Exercise aim:
Write out the drift detection documentation below in full, word for word.

Start of Document segment

Drift Detection
The Drift Detection module provides multi-dimensional analysis of data and model drift, implementing statistical tests to detect when production data distributions diverge from training data. It supports feature drift, label drift, concept drift, and prediction drift with configurable severity thresholds and automated alerting.
Drift Categories
| Category | Description | Detection Method |
|---|---|---|
| Feature drift | Input feature distributions change | PSI, KS test, Chi-square |
| Label drift | Target variable distribution changes | PSI, Chi-square |
| Concept drift | Relationship between features and target changes | DDM, Page-Hinkley, accuracy monitoring |
| Prediction drift | Model output distribution changes | PSI, KS test |
| Covariate drift | Multivariate feature relationships change | JS divergence, Wasserstein |
Detection Methods
| Method | Type | Best For |
|---|---|---|
| PSI (Population Stability Index) | Statistical | Binned numeric and categorical features |
| KS Test (Kolmogorov-Smirnov) | Statistical | Continuous numeric features |
| Chi-Square | Statistical | Categorical features |
| JS Divergence (Jensen-Shannon) | Information-theoretic | Distribution comparison |
| Wasserstein | Optimal transport | Distribution shape comparison |
| ADWIN (Adaptive Windowing) | Online | Streaming data concept drift |
| DDM (Drift Detection Method) | Online | Error rate monitoring |
| Page-Hinkley | Online | Mean shift detection |
Severity Levels
| Severity | PSI Range | KS p-value | Action |
|---|---|---|---|
none | Below 0.1 | Above 0.05 | No action needed |
low | 0.1 - 0.15 | 0.01 - 0.05 | Log and monitor |
medium | 0.15 - 0.25 | 0.001 - 0.01 | Alert team, investigate |
high | 0.25 - 0.5 | Below 0.001 | Consider retraining |
critical | Above 0.5 | Below 0.0001 | Trigger automatic retraining |
Run Drift Analysis
POST /api/v1/monitoring/drift/analyze{
"model_id": "model-xyz789",
"reference_data": {
"source": "sql",
"query": "SELECT * FROM ml_features.customer_churn_training"

End of Document segment
Start of Extracted material

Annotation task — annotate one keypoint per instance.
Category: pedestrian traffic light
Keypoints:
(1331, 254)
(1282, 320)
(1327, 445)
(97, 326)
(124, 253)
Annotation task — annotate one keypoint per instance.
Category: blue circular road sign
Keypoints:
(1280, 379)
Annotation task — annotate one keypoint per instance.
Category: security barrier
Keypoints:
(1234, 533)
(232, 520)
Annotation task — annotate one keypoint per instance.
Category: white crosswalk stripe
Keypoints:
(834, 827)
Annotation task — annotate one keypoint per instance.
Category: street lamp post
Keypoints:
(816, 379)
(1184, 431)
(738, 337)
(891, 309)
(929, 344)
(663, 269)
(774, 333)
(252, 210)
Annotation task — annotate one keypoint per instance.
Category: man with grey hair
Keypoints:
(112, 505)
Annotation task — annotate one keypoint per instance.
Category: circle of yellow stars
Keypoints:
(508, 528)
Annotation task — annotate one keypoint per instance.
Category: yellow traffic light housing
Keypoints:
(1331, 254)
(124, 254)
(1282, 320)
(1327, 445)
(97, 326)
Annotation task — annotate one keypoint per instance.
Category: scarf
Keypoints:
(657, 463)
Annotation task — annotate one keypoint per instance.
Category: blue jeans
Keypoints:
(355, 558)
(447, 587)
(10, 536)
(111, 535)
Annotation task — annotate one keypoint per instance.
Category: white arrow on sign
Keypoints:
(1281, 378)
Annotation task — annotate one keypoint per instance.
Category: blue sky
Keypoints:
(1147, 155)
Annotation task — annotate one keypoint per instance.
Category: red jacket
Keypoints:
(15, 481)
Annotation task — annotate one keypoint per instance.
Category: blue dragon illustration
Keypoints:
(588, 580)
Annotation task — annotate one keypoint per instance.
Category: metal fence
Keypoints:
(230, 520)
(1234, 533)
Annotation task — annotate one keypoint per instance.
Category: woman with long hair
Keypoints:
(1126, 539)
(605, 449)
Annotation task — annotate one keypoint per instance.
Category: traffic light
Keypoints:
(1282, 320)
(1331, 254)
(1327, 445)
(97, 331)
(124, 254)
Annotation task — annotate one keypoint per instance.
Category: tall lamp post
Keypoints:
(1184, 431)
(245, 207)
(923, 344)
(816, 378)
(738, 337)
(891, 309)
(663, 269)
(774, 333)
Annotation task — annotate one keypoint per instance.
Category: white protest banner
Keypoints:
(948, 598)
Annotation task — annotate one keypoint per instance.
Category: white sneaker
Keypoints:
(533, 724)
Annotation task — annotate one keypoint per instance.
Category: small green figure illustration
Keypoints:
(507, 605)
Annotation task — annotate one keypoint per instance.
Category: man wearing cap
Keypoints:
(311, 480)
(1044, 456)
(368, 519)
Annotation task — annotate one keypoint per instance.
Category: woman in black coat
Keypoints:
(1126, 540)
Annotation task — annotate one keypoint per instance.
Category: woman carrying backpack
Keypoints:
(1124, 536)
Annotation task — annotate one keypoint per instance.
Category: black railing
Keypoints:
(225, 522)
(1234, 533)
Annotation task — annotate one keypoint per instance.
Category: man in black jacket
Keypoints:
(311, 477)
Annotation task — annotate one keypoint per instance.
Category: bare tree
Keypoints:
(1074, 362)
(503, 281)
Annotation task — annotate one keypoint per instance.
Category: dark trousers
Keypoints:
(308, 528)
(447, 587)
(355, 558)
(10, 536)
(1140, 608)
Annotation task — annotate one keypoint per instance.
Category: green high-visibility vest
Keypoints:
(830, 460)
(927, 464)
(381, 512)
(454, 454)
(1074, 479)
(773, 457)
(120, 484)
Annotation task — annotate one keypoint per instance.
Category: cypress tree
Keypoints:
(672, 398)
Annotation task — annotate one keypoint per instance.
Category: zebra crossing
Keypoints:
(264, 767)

End of Extracted material

The output:
Drift Detection
The Drift Detection module provides multi-dimensional analysis of data and model drift, implementing statistical tests to detect when production data distributions diverge from training data. It supports feature drift, label drift, concept drift, and prediction drift with configurable severity thresholds and automated alerting.
Drift Categories
| Category | Description | Detection Method |
|---|---|---|
| Feature drift | Input feature distributions change | PSI, KS test, Chi-square |
| Label drift | Target variable distribution changes | PSI, Chi-square |
| Concept drift | Relationship between features and target changes | DDM, Page-Hinkley, accuracy monitoring |
| Prediction drift | Model output distribution changes | PSI, KS test |
| Covariate drift | Multivariate feature relationships change | JS divergence, Wasserstein |
Detection Methods
| Method | Type | Best For |
|---|---|---|
| PSI (Population Stability Index) | Statistical | Binned numeric and categorical features |
| KS Test (Kolmogorov-Smirnov) | Statistical | Continuous numeric features |
| Chi-Square | Statistical | Categorical features |
| JS Divergence (Jensen-Shannon) | Information-theoretic | Distribution comparison |
| Wasserstein | Optimal transport | Distribution shape comparison |
| ADWIN (Adaptive Windowing) | Online | Streaming data concept drift |
| DDM (Drift Detection Method) | Online | Error rate monitoring |
| Page-Hinkley | Online | Mean shift detection |
Severity Levels
| Severity | PSI Range | KS p-value | Action |
|---|---|---|---|
none | Below 0.1 | Above 0.05 | No action needed |
low | 0.1 - 0.15 | 0.01 - 0.05 | Log and monitor |
medium | 0.15 - 0.25 | 0.001 - 0.01 | Alert team, investigate |
high | 0.25 - 0.5 | Below 0.001 | Consider retraining |
critical | Above 0.5 | Below 0.0001 | Trigger automatic retraining |
Run Drift Analysis
POST /api/v1/monitoring/drift/analyze{
"model_id": "model-xyz789",
"reference_data": {
"source": "sql",
"query": "SELECT * FROM ml_features.customer_churn_training"